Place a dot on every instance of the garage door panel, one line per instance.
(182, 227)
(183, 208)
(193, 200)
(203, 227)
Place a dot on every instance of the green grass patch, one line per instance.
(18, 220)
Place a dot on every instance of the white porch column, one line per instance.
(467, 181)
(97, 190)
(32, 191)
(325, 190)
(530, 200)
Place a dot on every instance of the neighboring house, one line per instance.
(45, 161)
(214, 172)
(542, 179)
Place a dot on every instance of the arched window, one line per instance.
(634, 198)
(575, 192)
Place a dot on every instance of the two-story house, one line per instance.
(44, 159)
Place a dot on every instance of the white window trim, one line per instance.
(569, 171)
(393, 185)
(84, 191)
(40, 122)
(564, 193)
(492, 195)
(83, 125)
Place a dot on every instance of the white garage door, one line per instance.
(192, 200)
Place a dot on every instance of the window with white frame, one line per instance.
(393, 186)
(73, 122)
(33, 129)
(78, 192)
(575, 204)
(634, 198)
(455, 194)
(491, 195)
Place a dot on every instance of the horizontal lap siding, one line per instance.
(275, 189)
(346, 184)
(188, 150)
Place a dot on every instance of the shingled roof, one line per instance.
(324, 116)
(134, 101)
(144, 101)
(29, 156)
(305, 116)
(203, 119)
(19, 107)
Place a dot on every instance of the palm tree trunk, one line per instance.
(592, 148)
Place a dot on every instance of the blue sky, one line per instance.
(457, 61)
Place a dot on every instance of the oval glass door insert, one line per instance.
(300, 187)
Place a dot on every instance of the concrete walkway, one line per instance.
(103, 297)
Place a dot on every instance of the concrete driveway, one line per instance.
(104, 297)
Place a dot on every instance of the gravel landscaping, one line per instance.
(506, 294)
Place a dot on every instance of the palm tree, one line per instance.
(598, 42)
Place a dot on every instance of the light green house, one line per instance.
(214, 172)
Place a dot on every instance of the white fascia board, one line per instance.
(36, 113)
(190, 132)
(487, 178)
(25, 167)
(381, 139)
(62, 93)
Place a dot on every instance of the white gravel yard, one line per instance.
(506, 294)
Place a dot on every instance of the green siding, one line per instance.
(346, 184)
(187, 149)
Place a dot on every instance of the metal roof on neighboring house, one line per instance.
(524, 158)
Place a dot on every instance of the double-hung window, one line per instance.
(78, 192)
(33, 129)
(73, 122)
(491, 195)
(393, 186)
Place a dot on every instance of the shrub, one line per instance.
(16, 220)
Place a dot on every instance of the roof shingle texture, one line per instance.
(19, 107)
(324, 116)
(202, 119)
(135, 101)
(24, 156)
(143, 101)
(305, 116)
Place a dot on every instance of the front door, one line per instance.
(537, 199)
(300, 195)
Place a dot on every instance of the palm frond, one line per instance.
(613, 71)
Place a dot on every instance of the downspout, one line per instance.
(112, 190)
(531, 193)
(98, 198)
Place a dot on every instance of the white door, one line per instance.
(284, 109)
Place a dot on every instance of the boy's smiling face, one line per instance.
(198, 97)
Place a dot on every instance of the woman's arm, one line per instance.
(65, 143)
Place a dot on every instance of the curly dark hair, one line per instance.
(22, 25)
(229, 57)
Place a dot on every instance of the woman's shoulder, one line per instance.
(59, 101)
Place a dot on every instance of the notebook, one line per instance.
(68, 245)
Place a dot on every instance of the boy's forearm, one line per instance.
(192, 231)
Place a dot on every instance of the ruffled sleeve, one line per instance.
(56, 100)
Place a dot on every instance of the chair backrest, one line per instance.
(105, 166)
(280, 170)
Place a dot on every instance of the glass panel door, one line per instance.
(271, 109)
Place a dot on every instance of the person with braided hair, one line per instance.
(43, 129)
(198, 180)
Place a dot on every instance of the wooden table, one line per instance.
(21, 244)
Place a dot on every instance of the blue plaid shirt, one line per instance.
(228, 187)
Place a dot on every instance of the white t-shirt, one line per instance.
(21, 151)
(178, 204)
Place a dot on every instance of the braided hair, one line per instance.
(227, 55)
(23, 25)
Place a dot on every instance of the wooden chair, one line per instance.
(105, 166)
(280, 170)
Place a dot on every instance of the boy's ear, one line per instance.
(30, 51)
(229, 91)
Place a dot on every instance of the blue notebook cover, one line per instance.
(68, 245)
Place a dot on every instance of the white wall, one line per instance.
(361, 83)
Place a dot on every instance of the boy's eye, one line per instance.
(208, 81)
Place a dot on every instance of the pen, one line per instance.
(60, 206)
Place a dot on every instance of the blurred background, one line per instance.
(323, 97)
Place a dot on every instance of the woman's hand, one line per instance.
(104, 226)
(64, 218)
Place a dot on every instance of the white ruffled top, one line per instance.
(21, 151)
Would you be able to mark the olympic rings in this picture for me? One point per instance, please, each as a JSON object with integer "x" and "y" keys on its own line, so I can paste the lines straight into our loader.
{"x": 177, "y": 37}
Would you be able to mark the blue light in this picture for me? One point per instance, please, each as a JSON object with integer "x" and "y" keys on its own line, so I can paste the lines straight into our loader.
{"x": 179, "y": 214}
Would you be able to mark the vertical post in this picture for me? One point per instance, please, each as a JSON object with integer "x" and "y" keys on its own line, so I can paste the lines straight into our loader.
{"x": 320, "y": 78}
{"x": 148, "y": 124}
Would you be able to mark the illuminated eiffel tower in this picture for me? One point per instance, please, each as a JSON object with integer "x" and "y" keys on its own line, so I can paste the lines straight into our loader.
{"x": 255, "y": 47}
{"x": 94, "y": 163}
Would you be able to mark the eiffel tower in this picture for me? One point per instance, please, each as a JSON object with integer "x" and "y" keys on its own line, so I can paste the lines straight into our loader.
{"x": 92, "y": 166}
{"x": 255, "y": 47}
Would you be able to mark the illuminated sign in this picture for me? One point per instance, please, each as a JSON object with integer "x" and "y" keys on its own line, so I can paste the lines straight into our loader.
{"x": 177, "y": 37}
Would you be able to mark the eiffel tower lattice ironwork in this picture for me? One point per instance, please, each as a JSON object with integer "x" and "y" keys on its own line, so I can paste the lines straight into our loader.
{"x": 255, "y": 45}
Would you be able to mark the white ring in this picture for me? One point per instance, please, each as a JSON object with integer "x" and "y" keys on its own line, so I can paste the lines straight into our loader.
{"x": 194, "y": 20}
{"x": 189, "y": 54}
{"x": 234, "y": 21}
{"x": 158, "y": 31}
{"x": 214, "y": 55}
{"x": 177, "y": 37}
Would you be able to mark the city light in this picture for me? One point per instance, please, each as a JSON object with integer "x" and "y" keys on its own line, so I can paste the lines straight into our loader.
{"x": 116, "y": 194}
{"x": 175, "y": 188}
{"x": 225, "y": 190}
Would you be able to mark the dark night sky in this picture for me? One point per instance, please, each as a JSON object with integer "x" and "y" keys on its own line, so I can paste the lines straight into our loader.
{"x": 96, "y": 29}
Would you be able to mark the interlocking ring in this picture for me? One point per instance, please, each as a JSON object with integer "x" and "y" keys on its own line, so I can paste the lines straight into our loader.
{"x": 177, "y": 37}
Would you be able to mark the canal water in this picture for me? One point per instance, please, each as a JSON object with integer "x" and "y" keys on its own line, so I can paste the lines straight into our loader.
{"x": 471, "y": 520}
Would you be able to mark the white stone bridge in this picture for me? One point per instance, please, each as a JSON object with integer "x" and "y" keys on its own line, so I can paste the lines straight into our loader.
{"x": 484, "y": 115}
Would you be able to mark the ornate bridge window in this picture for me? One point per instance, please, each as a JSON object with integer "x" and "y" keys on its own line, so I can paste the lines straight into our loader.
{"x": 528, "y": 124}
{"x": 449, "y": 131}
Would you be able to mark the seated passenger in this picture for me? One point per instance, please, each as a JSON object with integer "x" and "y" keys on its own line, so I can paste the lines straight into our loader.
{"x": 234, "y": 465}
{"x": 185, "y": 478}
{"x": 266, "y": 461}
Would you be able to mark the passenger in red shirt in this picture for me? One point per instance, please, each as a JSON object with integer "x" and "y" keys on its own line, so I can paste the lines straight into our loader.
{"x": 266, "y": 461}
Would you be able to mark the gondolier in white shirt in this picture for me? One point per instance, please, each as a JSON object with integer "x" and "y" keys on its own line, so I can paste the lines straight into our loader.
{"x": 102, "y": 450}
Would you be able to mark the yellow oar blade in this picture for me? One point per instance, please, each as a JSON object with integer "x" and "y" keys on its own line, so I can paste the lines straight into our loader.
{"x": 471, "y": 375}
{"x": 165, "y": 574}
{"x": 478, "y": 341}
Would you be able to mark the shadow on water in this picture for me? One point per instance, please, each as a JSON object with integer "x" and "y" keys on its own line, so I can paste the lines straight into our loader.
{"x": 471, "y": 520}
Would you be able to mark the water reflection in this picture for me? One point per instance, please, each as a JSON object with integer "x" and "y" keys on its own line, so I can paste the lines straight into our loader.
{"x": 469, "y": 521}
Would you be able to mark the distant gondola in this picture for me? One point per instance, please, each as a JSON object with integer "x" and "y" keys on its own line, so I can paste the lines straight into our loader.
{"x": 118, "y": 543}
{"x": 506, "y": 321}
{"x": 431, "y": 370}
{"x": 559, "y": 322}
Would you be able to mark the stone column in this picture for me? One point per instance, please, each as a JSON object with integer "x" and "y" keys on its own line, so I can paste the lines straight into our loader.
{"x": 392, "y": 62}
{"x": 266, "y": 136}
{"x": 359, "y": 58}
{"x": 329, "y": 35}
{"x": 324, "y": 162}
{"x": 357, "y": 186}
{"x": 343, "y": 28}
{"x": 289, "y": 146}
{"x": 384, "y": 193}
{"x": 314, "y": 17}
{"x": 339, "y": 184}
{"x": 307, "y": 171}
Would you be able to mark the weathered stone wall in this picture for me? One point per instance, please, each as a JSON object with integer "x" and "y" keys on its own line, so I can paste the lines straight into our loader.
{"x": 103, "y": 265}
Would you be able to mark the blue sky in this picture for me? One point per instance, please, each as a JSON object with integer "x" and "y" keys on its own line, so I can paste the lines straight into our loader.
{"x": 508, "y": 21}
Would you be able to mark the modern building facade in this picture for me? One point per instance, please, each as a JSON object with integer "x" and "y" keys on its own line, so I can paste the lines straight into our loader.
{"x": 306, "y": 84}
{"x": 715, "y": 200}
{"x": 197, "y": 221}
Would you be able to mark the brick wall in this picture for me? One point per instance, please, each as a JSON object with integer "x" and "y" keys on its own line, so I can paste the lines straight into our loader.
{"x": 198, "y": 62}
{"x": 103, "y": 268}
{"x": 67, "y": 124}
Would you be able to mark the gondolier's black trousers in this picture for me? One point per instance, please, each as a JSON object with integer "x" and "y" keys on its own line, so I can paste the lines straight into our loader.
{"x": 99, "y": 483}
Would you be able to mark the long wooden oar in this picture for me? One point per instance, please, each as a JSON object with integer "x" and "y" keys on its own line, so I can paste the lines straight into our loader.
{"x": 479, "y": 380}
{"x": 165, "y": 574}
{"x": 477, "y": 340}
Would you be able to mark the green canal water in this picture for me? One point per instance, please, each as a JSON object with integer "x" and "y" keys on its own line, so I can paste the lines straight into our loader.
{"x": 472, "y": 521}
# # # #
» TASK OBJECTIVE
Send back, unchanged, every line of the records from the one with "Would you be able to mark the blue sky" through the last.

» RESULT
Would you be able to mark the blue sky in this picture for me? One point per instance, please, each as a JSON object with integer "x" and "y" keys on its own line, so I can paste the lines straight into our loader.
{"x": 508, "y": 21}
Would you be able to mark the modern building facade in this picture for me? One point per instance, please, each as a JSON object with integer "x" and "y" keys on its own line, so I can paste the lines straight into our loader.
{"x": 306, "y": 84}
{"x": 715, "y": 200}
{"x": 197, "y": 221}
Would you be able to mark the brick wall in this picture for me? One point per instance, please, each as a JSON object with integer "x" and "y" keys on its own line, so I can paste the lines straight into our loader.
{"x": 198, "y": 62}
{"x": 103, "y": 268}
{"x": 67, "y": 124}
Would you be able to mark the gondolier's black trousers in this picture for me? One point per instance, please, each as a JSON object with integer "x" and "y" keys on its own line, so I can paste the lines straight into our loader.
{"x": 99, "y": 483}
Would you be able to mark the long wooden oar in this picture for me? One point per instance, please, each as a JSON object with integer "x" and "y" keys on its own line, so I can paste the lines straight into our loader.
{"x": 479, "y": 380}
{"x": 165, "y": 574}
{"x": 477, "y": 340}
Would you be able to mark the green canal water in this picture for me? One point per instance, please, each as a JSON object with integer "x" and "y" keys on its own line, so I can paste the lines straight into our loader.
{"x": 472, "y": 521}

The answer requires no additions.